**WAT TE DOEN:** Haal uit de regels hieronder elke regel die het woord "mushroom" bevat en schrijf die regels ongewijzigd over.

+++

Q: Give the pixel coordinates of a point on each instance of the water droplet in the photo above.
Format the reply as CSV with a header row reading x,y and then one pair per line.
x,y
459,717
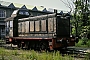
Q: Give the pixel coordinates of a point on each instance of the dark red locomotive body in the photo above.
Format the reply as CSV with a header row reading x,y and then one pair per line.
x,y
50,31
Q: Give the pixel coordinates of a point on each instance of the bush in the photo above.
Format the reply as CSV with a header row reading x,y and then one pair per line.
x,y
83,43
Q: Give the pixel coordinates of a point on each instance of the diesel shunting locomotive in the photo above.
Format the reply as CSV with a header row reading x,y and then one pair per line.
x,y
50,31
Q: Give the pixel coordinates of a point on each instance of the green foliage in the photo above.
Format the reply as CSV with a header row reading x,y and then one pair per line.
x,y
31,55
83,43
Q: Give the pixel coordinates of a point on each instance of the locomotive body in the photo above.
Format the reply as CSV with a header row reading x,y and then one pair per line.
x,y
50,31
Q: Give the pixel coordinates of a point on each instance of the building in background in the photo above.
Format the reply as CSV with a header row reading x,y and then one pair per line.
x,y
7,8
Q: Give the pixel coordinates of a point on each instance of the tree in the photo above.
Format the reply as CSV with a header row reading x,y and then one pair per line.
x,y
81,16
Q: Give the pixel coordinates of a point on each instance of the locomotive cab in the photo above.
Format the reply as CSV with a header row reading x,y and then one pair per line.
x,y
12,22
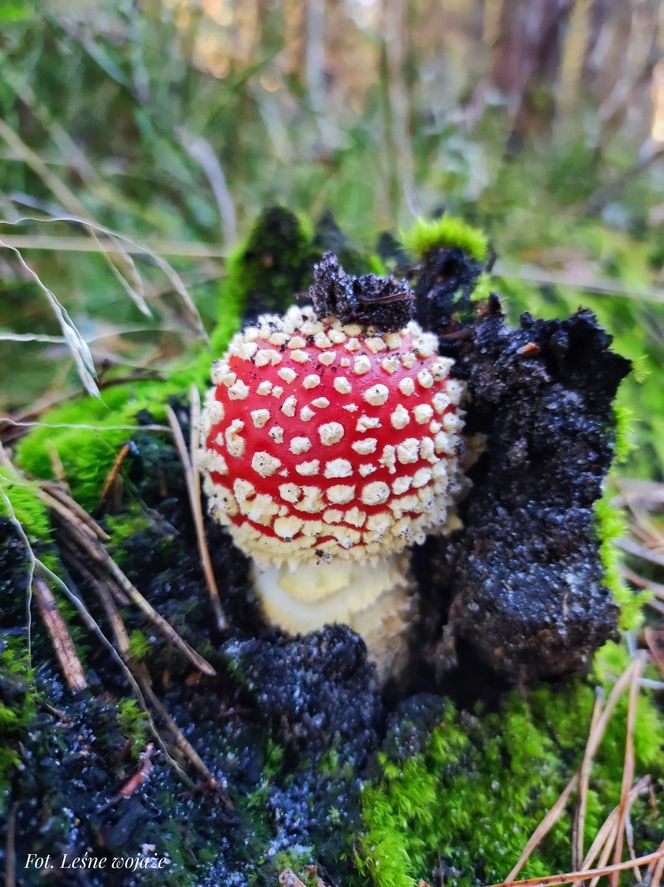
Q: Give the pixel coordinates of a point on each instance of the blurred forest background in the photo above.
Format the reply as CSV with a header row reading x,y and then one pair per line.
x,y
138,141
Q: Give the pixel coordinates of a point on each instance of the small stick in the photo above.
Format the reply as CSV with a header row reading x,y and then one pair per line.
x,y
580,816
656,870
654,638
592,744
10,852
609,824
56,505
192,476
58,632
112,474
628,768
606,850
99,554
140,676
56,462
572,877
544,827
144,770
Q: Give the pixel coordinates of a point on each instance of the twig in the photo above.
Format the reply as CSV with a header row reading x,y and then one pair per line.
x,y
656,870
10,852
78,347
61,639
592,744
144,770
93,626
609,824
98,553
544,827
628,768
142,678
56,462
572,877
646,554
63,496
32,560
192,476
654,638
112,474
584,777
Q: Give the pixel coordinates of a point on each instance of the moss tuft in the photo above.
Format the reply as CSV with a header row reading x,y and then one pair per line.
x,y
28,508
446,231
483,783
610,526
134,725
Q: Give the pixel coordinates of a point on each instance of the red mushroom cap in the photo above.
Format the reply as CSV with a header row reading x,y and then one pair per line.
x,y
329,440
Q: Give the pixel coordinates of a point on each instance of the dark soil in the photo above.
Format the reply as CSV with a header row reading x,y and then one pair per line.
x,y
290,725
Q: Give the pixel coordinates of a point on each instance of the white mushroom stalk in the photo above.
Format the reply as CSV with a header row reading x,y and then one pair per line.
x,y
329,449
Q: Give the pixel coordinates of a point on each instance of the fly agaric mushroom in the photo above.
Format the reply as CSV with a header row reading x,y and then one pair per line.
x,y
330,444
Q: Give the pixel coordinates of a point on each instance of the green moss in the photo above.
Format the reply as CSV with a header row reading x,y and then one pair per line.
x,y
88,438
610,526
624,425
446,231
483,784
17,708
134,725
139,645
28,508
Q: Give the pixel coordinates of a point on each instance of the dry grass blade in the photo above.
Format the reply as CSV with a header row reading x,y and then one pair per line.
x,y
121,637
57,187
628,768
69,526
10,848
189,462
574,877
654,638
607,848
112,474
190,310
55,243
631,547
656,871
63,496
544,827
594,739
63,645
606,834
98,428
77,345
584,777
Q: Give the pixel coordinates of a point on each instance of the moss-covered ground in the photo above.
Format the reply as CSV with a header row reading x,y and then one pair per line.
x,y
445,786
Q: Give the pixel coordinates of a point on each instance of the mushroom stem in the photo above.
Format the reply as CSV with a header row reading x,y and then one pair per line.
x,y
374,598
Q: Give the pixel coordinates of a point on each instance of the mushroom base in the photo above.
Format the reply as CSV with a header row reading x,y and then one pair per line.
x,y
375,600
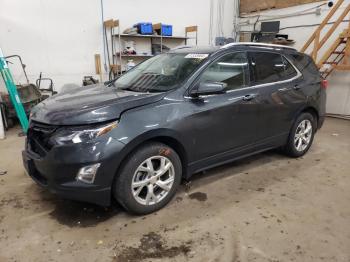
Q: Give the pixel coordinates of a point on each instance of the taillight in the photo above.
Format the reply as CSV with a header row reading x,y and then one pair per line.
x,y
324,84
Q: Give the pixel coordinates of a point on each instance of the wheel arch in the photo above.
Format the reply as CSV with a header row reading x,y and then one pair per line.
x,y
167,137
313,111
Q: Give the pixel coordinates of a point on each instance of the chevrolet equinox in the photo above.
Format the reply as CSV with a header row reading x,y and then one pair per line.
x,y
136,137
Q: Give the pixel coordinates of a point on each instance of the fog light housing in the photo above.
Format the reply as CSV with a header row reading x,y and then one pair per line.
x,y
87,174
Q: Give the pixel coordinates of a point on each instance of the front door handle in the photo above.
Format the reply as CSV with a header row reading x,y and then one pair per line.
x,y
296,87
249,97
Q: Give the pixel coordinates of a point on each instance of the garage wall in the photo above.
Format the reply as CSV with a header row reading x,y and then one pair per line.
x,y
338,93
60,38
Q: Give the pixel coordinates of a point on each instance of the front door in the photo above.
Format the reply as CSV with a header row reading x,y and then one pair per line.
x,y
225,124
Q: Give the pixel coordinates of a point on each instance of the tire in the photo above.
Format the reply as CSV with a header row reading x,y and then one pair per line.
x,y
136,177
292,147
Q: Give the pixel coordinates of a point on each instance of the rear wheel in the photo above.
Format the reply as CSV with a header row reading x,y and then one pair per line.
x,y
149,178
301,135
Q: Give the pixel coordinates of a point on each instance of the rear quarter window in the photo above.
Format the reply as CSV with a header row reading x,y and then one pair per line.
x,y
305,63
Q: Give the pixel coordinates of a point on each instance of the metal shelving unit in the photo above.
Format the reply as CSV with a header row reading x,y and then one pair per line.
x,y
119,36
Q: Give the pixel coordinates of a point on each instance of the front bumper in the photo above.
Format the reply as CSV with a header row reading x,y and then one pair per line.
x,y
57,170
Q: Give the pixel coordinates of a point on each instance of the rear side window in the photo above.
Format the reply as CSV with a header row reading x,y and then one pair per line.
x,y
231,69
271,67
289,70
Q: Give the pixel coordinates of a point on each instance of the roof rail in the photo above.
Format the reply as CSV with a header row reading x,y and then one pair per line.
x,y
180,47
256,44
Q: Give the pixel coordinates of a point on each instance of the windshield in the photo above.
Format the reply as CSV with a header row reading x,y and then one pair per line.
x,y
160,73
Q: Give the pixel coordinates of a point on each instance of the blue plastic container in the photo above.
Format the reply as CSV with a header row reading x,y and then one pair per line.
x,y
167,30
144,28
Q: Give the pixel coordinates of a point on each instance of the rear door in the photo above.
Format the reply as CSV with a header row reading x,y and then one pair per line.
x,y
279,84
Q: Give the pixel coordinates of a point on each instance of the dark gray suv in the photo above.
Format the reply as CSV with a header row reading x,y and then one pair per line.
x,y
135,138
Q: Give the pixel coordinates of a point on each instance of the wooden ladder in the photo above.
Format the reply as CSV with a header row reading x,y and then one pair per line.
x,y
337,56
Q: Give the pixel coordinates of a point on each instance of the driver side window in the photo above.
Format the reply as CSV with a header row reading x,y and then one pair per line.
x,y
231,69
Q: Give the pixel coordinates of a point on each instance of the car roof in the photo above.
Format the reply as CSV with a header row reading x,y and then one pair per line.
x,y
236,45
194,49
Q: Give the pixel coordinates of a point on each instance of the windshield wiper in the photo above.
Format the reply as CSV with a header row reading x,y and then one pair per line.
x,y
111,82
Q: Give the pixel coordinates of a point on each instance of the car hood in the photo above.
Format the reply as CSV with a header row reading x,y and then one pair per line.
x,y
87,105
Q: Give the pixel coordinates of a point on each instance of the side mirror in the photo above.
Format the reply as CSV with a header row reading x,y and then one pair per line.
x,y
208,88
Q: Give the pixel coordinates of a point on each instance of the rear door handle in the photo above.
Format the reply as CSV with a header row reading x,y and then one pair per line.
x,y
283,89
249,97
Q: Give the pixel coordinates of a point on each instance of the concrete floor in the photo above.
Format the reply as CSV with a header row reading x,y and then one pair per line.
x,y
264,208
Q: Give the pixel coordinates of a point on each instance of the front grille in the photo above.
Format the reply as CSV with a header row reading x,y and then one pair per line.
x,y
38,137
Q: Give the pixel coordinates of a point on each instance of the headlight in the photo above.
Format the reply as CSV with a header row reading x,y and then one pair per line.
x,y
74,135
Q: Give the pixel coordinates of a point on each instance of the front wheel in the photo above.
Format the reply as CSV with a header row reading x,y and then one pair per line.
x,y
149,178
301,135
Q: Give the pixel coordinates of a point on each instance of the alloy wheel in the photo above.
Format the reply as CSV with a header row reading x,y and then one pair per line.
x,y
153,180
303,135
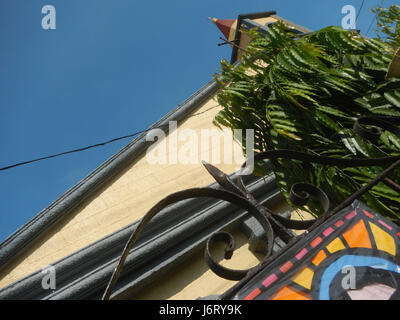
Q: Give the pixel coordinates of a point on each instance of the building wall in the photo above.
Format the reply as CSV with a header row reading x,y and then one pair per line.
x,y
125,199
193,279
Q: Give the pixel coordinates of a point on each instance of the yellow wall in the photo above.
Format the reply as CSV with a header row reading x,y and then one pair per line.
x,y
125,199
122,201
193,279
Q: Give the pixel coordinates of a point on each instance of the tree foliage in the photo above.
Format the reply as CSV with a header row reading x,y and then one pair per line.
x,y
306,93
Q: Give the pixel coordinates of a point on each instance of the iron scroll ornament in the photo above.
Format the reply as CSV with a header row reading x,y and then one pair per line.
x,y
237,193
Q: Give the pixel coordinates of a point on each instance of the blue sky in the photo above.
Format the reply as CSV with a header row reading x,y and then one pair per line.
x,y
111,67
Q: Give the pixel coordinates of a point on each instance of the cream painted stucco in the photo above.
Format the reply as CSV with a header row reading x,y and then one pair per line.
x,y
193,279
125,199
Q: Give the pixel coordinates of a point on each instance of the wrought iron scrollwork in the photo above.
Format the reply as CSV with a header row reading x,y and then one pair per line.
x,y
238,194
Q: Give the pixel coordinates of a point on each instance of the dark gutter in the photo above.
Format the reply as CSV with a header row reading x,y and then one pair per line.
x,y
173,236
240,19
24,237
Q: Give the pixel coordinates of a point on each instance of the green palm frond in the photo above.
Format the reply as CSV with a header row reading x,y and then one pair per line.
x,y
305,94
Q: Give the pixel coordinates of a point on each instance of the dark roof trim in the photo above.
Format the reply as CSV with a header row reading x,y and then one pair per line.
x,y
177,233
24,237
240,19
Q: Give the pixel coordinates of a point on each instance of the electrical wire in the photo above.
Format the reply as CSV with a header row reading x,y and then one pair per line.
x,y
91,146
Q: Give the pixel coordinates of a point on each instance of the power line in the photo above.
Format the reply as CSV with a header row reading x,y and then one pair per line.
x,y
91,146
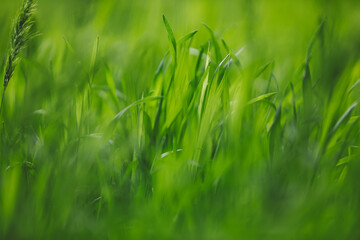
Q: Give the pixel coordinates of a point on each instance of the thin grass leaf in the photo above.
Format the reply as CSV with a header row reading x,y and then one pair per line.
x,y
187,37
214,42
173,48
122,112
261,97
344,118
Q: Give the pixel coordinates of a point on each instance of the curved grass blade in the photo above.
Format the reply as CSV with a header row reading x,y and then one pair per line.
x,y
171,37
187,37
261,97
214,42
122,112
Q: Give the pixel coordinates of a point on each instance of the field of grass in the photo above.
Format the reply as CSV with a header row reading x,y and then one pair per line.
x,y
194,119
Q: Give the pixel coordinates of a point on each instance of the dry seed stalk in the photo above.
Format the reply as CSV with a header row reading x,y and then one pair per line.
x,y
20,36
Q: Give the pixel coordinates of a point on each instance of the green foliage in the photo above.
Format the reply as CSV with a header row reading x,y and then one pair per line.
x,y
116,127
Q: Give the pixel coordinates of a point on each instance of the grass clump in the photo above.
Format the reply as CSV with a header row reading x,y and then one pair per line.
x,y
138,126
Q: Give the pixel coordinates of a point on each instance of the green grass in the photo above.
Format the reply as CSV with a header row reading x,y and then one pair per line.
x,y
182,120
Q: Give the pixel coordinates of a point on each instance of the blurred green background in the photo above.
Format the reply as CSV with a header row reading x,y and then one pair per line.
x,y
267,170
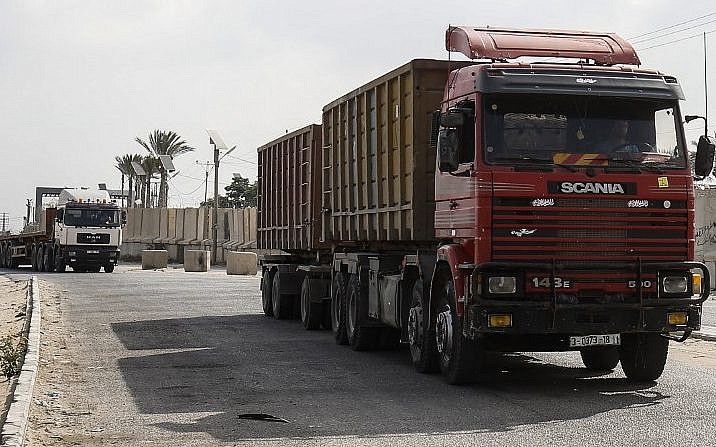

+++

**RESULTAAT:**
Q: Give the pixel coordinates of a point on each instance of the red mushroom cap in the photo above.
Q: Give the pixel coordinates of a point on each instance of the white mushroom stalk in the photo above.
Q: Give the pixel coordinates of a point on each instance of the fly agaric mushroom in the photo above.
Q: Give the pixel coordinates of a point on each instance of the mushroom stem in the photo above.
Q: Give the pixel coordinates of a point on each instance of the mushroom base in the photo above.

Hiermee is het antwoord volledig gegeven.